Requirement :: Starting at the top of the entries below, print each line exactly until the line with "# pick out the person in dark" has been printed too.

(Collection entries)
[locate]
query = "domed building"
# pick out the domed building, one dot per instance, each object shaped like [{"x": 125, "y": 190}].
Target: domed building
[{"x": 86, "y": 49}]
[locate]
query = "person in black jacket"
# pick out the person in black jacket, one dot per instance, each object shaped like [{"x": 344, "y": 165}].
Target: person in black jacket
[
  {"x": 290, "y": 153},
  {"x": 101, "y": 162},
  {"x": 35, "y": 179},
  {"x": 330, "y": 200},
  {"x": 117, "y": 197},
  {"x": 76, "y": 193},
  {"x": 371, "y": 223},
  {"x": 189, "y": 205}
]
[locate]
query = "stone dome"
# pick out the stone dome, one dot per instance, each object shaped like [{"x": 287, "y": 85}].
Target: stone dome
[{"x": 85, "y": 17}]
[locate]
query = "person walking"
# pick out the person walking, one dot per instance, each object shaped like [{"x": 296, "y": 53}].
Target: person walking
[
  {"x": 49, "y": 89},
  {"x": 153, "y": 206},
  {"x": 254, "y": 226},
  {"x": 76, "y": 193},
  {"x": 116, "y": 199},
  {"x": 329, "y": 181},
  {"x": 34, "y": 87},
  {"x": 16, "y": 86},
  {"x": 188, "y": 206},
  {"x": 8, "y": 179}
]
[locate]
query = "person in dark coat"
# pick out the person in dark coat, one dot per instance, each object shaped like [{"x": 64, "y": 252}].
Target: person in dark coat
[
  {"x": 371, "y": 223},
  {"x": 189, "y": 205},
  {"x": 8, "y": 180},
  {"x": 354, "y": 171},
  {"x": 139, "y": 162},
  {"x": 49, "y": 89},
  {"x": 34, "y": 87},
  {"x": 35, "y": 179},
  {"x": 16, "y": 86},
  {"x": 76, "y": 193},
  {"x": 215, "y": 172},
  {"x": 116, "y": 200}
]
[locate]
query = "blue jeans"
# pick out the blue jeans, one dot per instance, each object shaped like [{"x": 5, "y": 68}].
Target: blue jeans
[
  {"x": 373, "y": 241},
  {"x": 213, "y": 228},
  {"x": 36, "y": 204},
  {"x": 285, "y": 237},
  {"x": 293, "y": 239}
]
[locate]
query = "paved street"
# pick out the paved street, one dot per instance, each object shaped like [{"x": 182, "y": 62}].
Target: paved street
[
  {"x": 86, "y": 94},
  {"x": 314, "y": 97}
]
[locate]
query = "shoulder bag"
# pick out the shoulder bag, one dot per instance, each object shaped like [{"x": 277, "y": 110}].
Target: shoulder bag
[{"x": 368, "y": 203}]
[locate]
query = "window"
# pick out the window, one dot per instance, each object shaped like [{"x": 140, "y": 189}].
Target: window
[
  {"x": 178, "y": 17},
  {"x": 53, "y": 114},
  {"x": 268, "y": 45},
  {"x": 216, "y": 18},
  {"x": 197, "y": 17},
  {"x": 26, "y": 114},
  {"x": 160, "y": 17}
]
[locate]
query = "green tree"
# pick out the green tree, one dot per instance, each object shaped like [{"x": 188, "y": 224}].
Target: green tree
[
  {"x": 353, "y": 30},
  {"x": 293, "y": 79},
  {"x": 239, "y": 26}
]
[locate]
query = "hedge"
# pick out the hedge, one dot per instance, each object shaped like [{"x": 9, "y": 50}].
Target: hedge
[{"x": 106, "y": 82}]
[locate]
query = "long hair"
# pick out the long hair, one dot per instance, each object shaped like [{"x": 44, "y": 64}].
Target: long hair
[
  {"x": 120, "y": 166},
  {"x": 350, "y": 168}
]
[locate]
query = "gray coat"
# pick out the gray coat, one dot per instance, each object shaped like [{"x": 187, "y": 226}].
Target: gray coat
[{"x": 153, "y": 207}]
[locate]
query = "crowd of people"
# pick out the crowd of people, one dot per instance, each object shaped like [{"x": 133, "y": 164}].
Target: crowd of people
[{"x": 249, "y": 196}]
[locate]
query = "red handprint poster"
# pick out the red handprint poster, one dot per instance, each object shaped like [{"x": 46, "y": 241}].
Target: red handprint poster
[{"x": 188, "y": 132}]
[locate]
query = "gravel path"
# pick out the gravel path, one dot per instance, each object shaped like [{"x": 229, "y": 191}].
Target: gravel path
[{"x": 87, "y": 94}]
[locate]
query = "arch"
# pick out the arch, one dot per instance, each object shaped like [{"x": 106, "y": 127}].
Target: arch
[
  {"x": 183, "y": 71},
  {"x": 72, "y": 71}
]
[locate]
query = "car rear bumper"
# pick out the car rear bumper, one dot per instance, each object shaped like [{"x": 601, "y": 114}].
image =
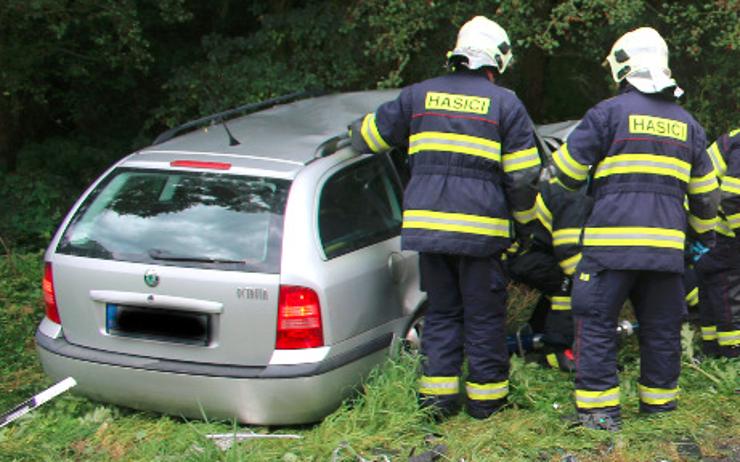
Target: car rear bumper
[{"x": 272, "y": 395}]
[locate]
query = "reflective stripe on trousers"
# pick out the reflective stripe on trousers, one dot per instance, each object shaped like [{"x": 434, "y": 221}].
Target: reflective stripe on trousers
[
  {"x": 656, "y": 396},
  {"x": 487, "y": 391},
  {"x": 589, "y": 399},
  {"x": 439, "y": 385},
  {"x": 730, "y": 338}
]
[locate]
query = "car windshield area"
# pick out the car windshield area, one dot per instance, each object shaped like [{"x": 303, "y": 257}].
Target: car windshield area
[{"x": 194, "y": 219}]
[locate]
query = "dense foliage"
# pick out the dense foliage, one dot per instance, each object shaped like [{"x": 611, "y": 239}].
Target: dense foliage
[{"x": 84, "y": 82}]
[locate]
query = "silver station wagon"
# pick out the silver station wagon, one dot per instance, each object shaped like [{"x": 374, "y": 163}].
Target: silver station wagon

Answer for this exercise ::
[locate]
query = "domed building"
# pick out the domed building, one dot per instance, each object shaped like [{"x": 125, "y": 190}].
Target: domed building
[{"x": 86, "y": 49}]
[locate]
query = "person in black jacket"
# pick out the person in black jacket, one dot per instance, each object shaped like [{"x": 344, "y": 165}].
Target: person in black jacket
[
  {"x": 290, "y": 153},
  {"x": 101, "y": 162},
  {"x": 35, "y": 179},
  {"x": 330, "y": 200},
  {"x": 117, "y": 197},
  {"x": 76, "y": 193},
  {"x": 371, "y": 223},
  {"x": 189, "y": 205}
]
[locate]
query = "stone dome"
# pick out the stone dome, one dot per instance, each object shaped like [{"x": 287, "y": 85}].
Target: stone dome
[{"x": 85, "y": 17}]
[locate]
query = "person walking"
# pick out the person walking, one dot per instance, each object shaped like [{"x": 296, "y": 53}].
Target: person walking
[
  {"x": 49, "y": 89},
  {"x": 153, "y": 206},
  {"x": 254, "y": 226},
  {"x": 76, "y": 193},
  {"x": 116, "y": 199},
  {"x": 329, "y": 181},
  {"x": 34, "y": 87},
  {"x": 16, "y": 86},
  {"x": 188, "y": 206},
  {"x": 8, "y": 179}
]
[locate]
query = "person in dark coat"
# pick out the person in dark coat, one dot per instance, each object shaped like [{"x": 64, "y": 252}].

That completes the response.